Organization: School is in — drive smart
Published 9:49 am Wednesday, September 1, 2010
With school back in session and school buses out and about, the safety of the children on the roads is an important issue. Even for people who don’t have children in school, safety is everyone’s responsibility.
Safe kids USA is an organization that focuses on preventing childhood injuries and death, and it offered these tips on its Web site:
Slow down and be especially alert in the residential neighborhoods and school zones
Take extra time to look for children at intersections, on medians and on curbs
Enter and exit driveways and alleys slowly and carefully
Watch for children on and near the road in the morning and after school hours
Reduce any distractions inside your car so you can concentrate on the road and your surroundings. Put down your phone and don’t talk or text while driving
They should cross the street with an adult until they are at least 10 years old
Cross the street at corners, using traffic signals and crosswalks
Never run out into the streets or cross in between parked cars
Make sure they always walk in front of the bus where the driver can see them
Norma Browning is a school bus driver for Ironton City Schools and has been a bus driver for 35 years. She said it usually takes some time for people to remember the safety measures needed during the school years, but it comes down to a couple of simple things.
“I think your main thing is to just follow the laws and be patient,” Browning said.
Proctorville Police Chief Bill Murphy said that it seems like people think it’s an inconvenience to have to stop for school buses.
“We haven’t issued any citations yet (this school year), but it’s a major problem,” Murphy said. “We get complaints about people not stopping for buses or at stop signs.”
Murphy said the Proctorville Police Department sends officers out to watch bus stops or to follow a bus on its route to ensure laws are being followed and safety is being maintained.

========================

Set of tasks:
1) Answer these questions from the school safety article:
(a) What does Safe Kids USA focus on?
(b) How many years has Norma Browning been a bus driver?
(c) Who is the Proctorville Police Chief?
2) Translate this sentence from the school safety article into Spanish: "Proctorville Police Chief Bill Murphy said that it seems like people think it’s an inconvenience to have to stop for school buses."
3) From the school safety article, quote the stretch from "Murphy said the" through "is being maintained.".

(Natural language region descriptions)
========================

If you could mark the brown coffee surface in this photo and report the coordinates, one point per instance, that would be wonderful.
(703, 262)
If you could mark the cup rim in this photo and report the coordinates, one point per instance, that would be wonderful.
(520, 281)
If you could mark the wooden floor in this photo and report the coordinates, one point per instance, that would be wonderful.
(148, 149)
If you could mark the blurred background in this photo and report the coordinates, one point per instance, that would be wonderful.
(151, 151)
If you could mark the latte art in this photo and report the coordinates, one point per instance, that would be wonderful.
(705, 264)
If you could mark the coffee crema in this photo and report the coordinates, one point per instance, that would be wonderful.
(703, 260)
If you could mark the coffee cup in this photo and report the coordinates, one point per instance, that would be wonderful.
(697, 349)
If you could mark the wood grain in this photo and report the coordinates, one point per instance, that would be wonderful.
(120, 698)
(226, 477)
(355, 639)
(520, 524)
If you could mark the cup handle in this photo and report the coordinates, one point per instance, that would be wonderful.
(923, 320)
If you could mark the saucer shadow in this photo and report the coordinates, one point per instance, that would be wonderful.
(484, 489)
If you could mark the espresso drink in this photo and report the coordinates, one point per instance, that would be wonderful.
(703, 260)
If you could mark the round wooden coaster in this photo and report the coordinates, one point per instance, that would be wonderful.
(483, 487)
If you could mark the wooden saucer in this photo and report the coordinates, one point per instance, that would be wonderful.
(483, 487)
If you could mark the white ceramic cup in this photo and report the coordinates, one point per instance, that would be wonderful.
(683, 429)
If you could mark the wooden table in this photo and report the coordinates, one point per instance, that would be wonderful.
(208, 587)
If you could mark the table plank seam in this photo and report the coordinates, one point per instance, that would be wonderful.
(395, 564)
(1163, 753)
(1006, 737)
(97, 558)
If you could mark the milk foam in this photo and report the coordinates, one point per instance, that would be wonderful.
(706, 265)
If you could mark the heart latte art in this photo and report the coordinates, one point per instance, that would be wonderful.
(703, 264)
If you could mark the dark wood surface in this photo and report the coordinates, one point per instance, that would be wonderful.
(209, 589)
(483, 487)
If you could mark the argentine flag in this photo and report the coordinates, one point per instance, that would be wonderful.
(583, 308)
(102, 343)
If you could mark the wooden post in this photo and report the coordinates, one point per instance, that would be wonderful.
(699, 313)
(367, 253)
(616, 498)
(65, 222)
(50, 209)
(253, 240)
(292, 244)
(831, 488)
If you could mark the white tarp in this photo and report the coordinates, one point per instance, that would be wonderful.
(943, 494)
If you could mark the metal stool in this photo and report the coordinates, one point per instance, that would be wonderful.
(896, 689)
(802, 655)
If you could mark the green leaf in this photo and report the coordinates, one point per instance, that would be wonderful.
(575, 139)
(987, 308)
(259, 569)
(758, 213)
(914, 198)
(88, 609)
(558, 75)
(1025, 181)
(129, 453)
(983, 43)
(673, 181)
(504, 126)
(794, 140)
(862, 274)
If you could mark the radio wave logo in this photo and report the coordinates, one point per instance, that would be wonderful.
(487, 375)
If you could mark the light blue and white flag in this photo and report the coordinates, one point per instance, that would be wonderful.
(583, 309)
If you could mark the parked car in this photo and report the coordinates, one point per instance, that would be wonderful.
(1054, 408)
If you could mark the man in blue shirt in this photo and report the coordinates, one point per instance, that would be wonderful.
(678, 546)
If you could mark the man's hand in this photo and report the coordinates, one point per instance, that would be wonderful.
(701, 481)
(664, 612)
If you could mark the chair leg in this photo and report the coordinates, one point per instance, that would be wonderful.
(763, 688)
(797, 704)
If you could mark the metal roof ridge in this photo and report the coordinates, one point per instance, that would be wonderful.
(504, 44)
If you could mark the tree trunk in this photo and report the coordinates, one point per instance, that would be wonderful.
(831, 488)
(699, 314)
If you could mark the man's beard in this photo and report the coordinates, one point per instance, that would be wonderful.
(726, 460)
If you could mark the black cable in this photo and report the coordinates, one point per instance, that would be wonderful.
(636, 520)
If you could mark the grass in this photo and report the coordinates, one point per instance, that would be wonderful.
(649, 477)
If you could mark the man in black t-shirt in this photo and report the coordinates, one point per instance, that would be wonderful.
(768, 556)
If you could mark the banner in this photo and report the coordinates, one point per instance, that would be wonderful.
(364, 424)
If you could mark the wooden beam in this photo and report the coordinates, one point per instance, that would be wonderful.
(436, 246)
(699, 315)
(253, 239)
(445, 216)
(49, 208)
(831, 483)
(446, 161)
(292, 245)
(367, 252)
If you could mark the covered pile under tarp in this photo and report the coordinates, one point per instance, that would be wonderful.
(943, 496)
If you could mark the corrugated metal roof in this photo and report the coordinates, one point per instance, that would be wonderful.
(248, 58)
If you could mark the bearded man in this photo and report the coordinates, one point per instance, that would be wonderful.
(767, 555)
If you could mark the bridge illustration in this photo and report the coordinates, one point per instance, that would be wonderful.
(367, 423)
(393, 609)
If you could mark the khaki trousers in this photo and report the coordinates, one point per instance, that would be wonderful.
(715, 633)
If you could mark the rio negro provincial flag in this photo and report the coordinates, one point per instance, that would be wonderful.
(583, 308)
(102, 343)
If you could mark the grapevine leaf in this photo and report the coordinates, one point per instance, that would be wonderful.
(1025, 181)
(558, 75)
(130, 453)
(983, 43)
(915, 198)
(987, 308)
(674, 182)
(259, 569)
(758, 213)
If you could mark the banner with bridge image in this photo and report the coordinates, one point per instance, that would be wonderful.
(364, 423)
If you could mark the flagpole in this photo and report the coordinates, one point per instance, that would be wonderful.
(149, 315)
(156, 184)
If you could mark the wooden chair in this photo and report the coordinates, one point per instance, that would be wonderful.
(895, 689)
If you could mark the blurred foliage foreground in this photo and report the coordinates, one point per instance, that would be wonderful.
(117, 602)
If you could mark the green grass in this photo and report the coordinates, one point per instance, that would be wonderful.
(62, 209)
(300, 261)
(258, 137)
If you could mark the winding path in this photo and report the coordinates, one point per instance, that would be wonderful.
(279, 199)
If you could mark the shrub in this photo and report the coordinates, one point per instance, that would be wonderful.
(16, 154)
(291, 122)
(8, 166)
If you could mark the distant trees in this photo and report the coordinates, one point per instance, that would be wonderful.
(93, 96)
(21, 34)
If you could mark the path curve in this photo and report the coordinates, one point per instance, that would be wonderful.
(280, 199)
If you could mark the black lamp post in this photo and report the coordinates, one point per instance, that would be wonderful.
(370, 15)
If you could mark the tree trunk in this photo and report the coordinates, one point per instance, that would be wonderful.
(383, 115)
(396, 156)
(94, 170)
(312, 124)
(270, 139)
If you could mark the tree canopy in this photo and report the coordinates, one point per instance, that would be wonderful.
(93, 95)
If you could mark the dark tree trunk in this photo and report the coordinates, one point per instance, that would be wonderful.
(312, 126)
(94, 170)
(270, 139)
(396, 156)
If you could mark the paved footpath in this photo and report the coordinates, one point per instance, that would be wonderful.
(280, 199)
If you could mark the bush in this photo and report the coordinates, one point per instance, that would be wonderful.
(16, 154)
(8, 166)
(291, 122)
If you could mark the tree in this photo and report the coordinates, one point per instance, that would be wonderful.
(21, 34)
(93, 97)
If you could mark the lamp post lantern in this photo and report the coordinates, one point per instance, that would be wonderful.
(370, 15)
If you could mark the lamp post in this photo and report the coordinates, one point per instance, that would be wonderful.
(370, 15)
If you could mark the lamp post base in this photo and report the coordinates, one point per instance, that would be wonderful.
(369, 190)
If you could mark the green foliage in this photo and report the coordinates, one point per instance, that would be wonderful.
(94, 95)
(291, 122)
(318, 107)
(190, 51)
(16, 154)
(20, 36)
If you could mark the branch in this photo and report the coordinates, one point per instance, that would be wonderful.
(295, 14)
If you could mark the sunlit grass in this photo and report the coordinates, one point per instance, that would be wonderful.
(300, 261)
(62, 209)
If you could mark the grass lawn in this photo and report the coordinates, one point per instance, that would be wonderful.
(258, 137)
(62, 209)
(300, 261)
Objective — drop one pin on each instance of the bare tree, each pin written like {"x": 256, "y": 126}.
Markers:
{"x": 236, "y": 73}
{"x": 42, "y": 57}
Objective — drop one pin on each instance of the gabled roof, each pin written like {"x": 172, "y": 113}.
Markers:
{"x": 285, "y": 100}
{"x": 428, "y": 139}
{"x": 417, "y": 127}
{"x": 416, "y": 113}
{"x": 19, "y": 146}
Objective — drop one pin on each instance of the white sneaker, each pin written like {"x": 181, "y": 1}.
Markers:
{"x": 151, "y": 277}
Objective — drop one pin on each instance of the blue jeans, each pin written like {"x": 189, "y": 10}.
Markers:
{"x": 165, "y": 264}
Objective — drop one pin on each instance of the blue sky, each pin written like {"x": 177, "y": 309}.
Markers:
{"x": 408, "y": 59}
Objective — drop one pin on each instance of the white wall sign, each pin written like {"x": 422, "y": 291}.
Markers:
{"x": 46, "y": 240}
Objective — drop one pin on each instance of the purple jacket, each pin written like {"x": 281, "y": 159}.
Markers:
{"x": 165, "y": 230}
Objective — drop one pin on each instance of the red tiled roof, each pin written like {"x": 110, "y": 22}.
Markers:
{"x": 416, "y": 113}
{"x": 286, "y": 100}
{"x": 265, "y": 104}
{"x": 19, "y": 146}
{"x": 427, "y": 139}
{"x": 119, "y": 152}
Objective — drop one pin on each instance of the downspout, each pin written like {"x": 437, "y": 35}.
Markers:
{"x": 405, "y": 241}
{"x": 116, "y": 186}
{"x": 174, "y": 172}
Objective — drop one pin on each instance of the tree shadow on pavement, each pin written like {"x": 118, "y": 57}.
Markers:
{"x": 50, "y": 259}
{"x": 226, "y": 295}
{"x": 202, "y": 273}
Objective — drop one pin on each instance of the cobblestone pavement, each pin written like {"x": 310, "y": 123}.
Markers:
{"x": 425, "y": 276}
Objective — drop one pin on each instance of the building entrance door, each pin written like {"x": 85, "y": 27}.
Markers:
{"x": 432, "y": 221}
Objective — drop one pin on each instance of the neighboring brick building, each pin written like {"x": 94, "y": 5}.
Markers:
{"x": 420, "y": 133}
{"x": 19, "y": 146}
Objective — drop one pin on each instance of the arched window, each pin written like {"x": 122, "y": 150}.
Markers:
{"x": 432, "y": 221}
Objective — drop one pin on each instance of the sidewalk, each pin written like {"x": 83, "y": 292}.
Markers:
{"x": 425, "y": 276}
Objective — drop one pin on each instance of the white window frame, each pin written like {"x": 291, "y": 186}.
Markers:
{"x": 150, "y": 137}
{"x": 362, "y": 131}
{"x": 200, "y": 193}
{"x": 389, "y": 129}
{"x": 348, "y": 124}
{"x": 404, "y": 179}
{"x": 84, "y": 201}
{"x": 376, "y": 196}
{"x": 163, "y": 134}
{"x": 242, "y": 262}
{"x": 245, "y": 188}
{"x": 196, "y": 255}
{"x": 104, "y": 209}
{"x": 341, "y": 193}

========================

Answers to the exercises:
1)
(a) Preventing childhood injuries and death.
(b) 35 years.
(c) Bill Murphy.

2) El jefe de policía de Proctorville, Bill Murphy, dijo que parece que la gente piensa que tener que detenerse por los autobuses escolares es una molestia.

3)
Murphy said the Proctorville Police Department sends officers out to watch bus stops or to follow a bus on its route to ensure laws are being followed and safety is being maintained.